WHAT YOU HAVE TO DO: From the records below, copy word for word the lines that begin at the one containing "The scan above contains the roof" and end at the one containing "[11,251,138,263]", including both of those lines.

SUPPLIED DATA:
● ● ● ● ●

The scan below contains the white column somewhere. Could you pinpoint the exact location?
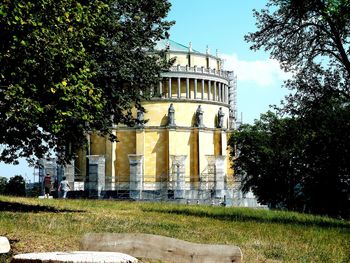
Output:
[225,85,230,103]
[186,78,190,99]
[202,79,204,100]
[159,80,163,97]
[168,78,172,98]
[213,81,216,101]
[194,79,197,99]
[208,80,211,100]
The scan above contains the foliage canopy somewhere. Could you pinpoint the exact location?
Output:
[230,0,350,217]
[0,0,172,163]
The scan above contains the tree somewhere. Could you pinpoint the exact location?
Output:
[245,0,350,77]
[229,112,304,210]
[230,0,350,217]
[0,0,172,163]
[6,175,26,196]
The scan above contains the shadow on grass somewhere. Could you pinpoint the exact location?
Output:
[0,201,85,213]
[142,208,350,230]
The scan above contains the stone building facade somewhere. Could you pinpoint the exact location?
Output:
[41,40,260,206]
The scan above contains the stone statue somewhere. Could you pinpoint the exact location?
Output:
[196,105,204,128]
[168,103,176,126]
[217,107,225,128]
[137,110,145,128]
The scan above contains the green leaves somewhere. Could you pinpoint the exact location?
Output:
[0,0,171,165]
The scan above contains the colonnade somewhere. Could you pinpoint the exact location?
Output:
[157,77,230,103]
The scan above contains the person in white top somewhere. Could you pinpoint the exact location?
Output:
[58,176,70,198]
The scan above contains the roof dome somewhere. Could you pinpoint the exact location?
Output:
[154,39,200,53]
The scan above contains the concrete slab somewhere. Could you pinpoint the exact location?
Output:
[11,251,138,263]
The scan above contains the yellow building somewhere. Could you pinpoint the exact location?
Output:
[76,40,235,204]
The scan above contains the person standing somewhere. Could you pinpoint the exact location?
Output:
[44,173,52,198]
[58,176,70,198]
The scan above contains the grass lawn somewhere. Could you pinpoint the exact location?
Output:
[0,196,350,263]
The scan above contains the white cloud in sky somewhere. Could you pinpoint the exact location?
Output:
[220,53,291,88]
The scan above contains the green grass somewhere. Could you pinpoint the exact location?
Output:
[0,196,350,263]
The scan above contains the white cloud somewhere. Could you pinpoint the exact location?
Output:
[221,54,291,88]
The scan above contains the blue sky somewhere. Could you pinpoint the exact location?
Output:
[0,0,288,181]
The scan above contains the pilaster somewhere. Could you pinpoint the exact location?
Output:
[128,154,143,199]
[85,155,106,198]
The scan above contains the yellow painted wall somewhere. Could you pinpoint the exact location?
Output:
[198,130,214,174]
[114,130,136,182]
[75,149,86,181]
[213,130,222,156]
[226,133,234,186]
[169,130,198,181]
[144,130,168,182]
[143,101,229,128]
[90,134,114,189]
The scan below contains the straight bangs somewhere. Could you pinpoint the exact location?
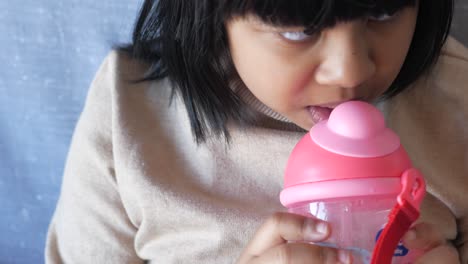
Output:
[220,0,416,33]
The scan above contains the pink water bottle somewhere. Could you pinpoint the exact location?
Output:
[280,101,425,264]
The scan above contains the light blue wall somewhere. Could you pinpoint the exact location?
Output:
[0,0,141,264]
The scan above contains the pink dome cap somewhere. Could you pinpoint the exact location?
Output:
[310,101,400,158]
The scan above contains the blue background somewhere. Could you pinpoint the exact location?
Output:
[0,0,468,263]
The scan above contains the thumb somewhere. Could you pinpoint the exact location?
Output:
[403,222,446,251]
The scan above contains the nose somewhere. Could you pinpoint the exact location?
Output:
[315,21,376,88]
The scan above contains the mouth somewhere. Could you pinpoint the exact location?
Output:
[307,105,333,125]
[307,101,348,124]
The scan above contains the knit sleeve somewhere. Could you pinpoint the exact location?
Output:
[45,52,143,264]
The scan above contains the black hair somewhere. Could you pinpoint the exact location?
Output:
[121,0,454,142]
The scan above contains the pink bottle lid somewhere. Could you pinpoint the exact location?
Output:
[280,101,412,206]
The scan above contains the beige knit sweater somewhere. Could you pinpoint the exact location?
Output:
[46,36,468,264]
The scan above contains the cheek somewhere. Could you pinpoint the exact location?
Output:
[231,43,308,111]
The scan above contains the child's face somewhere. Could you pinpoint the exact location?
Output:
[226,7,417,130]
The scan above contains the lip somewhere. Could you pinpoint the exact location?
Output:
[307,105,333,124]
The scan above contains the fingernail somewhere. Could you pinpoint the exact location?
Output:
[315,221,328,235]
[403,230,416,241]
[338,249,352,264]
[304,219,329,240]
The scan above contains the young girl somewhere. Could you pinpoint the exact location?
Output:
[46,0,468,263]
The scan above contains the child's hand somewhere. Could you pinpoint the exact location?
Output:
[238,213,352,264]
[403,223,460,264]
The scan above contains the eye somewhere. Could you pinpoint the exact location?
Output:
[279,31,310,42]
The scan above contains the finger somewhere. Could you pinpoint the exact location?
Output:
[403,223,446,251]
[415,244,460,264]
[247,213,331,256]
[252,243,352,264]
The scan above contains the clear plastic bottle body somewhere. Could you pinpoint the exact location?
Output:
[288,196,419,264]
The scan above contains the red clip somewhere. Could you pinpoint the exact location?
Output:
[397,168,426,219]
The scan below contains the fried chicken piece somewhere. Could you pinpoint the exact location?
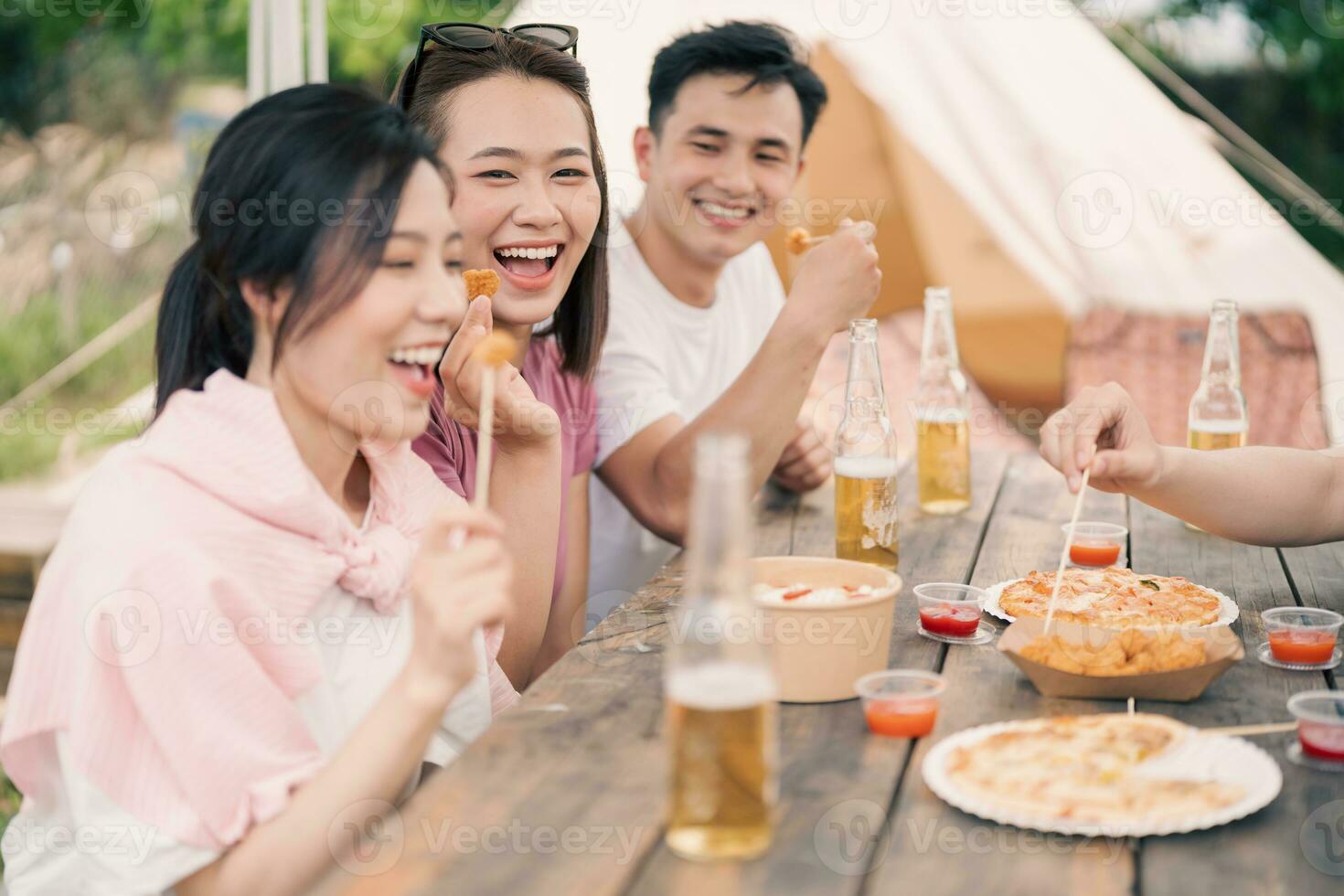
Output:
[463,267,500,298]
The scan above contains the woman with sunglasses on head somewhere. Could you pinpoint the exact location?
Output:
[395,23,606,690]
[0,86,516,896]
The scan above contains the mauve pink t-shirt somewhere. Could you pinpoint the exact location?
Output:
[411,338,597,599]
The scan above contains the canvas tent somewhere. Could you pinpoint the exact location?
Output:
[511,0,1344,439]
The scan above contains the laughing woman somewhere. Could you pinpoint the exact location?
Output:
[397,24,606,689]
[0,86,516,896]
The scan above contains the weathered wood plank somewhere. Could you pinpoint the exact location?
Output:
[866,455,1135,896]
[635,453,1007,893]
[1278,541,1344,613]
[317,495,795,896]
[1130,501,1344,896]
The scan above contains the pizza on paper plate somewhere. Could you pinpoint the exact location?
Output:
[998,567,1221,629]
[946,713,1244,824]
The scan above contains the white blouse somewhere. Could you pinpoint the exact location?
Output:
[0,507,491,896]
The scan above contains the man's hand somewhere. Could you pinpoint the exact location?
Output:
[770,418,832,493]
[784,219,881,333]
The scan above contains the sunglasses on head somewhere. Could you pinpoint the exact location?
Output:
[400,22,580,110]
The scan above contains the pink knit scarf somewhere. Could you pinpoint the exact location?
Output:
[0,371,516,848]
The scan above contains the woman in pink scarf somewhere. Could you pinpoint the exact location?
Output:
[0,86,516,896]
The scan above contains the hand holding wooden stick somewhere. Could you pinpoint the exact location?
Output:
[784,220,878,255]
[1044,459,1092,635]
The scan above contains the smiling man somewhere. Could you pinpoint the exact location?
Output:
[589,22,881,624]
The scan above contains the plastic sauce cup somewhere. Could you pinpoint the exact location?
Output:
[1287,690,1344,770]
[853,669,947,738]
[915,581,986,638]
[1059,523,1129,568]
[1261,607,1344,665]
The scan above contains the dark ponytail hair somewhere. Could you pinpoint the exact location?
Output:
[392,34,610,379]
[155,85,446,414]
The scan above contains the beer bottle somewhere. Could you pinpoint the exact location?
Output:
[1186,298,1250,532]
[914,286,970,516]
[1188,298,1250,452]
[835,318,899,570]
[664,434,777,859]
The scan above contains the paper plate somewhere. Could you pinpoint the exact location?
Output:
[919,719,1284,837]
[986,579,1242,629]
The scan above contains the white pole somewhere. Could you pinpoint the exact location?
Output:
[268,0,304,92]
[247,0,266,103]
[308,0,328,85]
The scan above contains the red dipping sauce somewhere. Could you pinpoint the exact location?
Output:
[919,603,980,638]
[863,698,938,738]
[1297,719,1344,763]
[1069,544,1120,567]
[1269,629,1336,666]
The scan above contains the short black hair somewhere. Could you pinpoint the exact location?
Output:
[649,22,827,144]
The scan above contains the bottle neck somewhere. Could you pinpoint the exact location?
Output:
[919,297,961,373]
[1200,312,1242,387]
[844,333,887,418]
[687,435,752,601]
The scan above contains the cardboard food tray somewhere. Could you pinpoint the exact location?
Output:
[998,619,1246,702]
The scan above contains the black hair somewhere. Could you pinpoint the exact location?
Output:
[392,34,609,379]
[649,22,827,144]
[155,85,452,414]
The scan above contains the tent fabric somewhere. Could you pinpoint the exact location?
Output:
[1067,307,1327,449]
[512,0,1344,441]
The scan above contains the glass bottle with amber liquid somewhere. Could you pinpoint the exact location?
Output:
[1186,298,1250,530]
[835,318,899,570]
[663,434,778,859]
[912,286,970,516]
[1187,298,1250,452]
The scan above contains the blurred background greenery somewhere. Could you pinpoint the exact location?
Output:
[0,0,1344,482]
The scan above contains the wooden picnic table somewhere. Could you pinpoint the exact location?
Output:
[321,453,1344,896]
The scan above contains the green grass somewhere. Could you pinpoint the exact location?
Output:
[0,274,161,481]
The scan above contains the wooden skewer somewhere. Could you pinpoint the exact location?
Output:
[1199,721,1297,738]
[784,220,878,255]
[472,330,517,507]
[1046,461,1092,635]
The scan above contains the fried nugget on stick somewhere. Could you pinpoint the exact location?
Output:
[784,220,878,255]
[463,267,500,298]
[784,227,812,255]
[468,331,517,507]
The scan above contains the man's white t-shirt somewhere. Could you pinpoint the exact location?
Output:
[587,224,784,629]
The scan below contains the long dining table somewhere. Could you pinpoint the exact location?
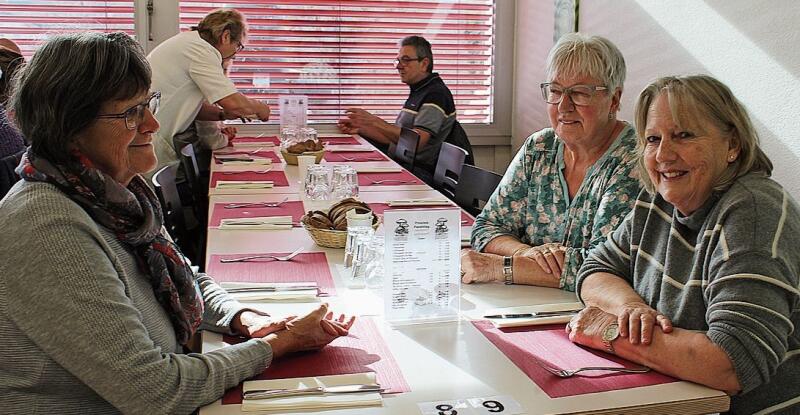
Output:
[200,133,729,415]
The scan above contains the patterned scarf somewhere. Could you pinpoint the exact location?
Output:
[17,149,203,344]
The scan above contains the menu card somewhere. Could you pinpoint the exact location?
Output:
[383,207,461,324]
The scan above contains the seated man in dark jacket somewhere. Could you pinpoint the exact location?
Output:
[339,36,456,183]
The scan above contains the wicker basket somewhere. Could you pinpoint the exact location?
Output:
[300,213,380,248]
[281,148,325,166]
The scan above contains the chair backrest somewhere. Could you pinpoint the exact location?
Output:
[433,143,467,199]
[152,165,189,250]
[444,120,475,166]
[0,150,25,199]
[454,165,503,216]
[394,127,419,171]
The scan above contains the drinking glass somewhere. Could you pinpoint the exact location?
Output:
[331,164,358,200]
[305,164,331,200]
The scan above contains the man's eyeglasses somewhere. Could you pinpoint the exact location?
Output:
[394,56,425,66]
[539,82,608,106]
[97,91,161,130]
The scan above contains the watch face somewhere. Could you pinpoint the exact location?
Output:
[603,323,619,342]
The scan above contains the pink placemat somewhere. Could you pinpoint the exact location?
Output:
[210,170,289,187]
[472,320,677,398]
[222,317,411,405]
[231,135,281,146]
[214,151,281,164]
[367,203,475,226]
[317,135,359,146]
[208,201,305,227]
[325,151,388,162]
[206,252,336,295]
[358,170,425,186]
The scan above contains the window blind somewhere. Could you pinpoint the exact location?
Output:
[180,0,495,123]
[0,0,134,58]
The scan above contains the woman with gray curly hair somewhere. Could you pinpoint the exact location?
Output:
[567,75,800,414]
[0,33,352,414]
[461,33,640,291]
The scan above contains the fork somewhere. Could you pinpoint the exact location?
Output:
[222,169,272,175]
[224,196,289,209]
[219,247,305,264]
[372,179,414,184]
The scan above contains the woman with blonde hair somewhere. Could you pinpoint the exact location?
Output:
[567,75,800,414]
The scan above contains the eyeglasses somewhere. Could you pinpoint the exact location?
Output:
[539,82,608,106]
[394,56,425,66]
[97,91,161,130]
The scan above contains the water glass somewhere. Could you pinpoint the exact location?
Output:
[305,164,331,200]
[331,164,358,200]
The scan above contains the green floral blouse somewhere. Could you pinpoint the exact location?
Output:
[471,125,641,291]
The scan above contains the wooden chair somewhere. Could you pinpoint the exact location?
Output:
[433,143,468,199]
[394,127,419,172]
[152,165,203,267]
[454,164,503,216]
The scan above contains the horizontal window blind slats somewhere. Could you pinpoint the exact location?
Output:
[180,0,494,123]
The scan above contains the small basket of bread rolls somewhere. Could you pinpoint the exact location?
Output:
[281,140,325,166]
[300,198,379,248]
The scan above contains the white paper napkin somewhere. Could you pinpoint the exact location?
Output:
[355,165,403,173]
[387,199,455,207]
[215,180,275,189]
[242,373,383,412]
[325,145,375,153]
[481,302,583,328]
[219,216,294,230]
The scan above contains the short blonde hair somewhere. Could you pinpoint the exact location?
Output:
[546,32,626,94]
[634,75,772,193]
[192,9,247,45]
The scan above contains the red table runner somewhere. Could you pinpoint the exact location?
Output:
[325,150,388,163]
[206,252,336,295]
[472,321,677,398]
[367,203,475,226]
[222,317,411,405]
[210,170,289,187]
[358,170,425,186]
[209,201,305,227]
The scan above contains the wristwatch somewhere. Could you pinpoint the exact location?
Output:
[503,256,514,285]
[602,322,619,354]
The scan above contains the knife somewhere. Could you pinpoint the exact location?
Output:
[483,310,580,318]
[242,385,384,399]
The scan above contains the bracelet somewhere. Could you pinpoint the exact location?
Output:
[503,256,514,285]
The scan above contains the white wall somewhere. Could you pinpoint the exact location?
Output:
[512,0,800,200]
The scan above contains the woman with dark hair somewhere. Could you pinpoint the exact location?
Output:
[0,33,352,414]
[0,38,25,159]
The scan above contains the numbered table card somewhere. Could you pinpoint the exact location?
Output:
[383,208,461,324]
[417,395,525,415]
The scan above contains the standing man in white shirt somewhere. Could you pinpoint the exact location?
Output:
[147,9,270,176]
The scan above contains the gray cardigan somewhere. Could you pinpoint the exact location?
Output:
[0,181,272,414]
[577,174,800,414]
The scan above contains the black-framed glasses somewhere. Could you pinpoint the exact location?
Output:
[97,91,161,130]
[394,56,425,66]
[539,82,608,106]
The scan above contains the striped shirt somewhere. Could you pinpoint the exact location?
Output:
[577,174,800,414]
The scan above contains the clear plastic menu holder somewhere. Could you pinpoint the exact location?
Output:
[278,95,308,128]
[383,207,461,325]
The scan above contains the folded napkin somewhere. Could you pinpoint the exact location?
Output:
[355,166,403,173]
[388,199,455,207]
[220,282,319,302]
[219,216,294,230]
[325,146,375,153]
[214,180,275,189]
[483,302,583,328]
[242,372,383,412]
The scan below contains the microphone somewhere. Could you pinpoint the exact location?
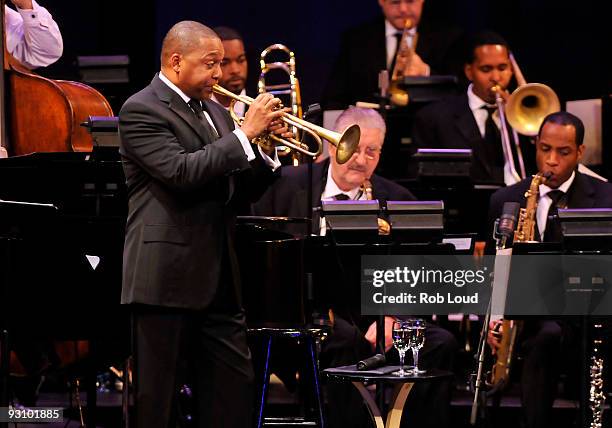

● ● ● ● ●

OUTPUT OF THE TASK:
The scan above contains the roof dome somewhere. Could you pinpoint the exact location?
Output:
[154,39,200,53]
The scan above contains the concrete slab somewhere. Could you pinpoint the exact location?
Output:
[11,251,138,263]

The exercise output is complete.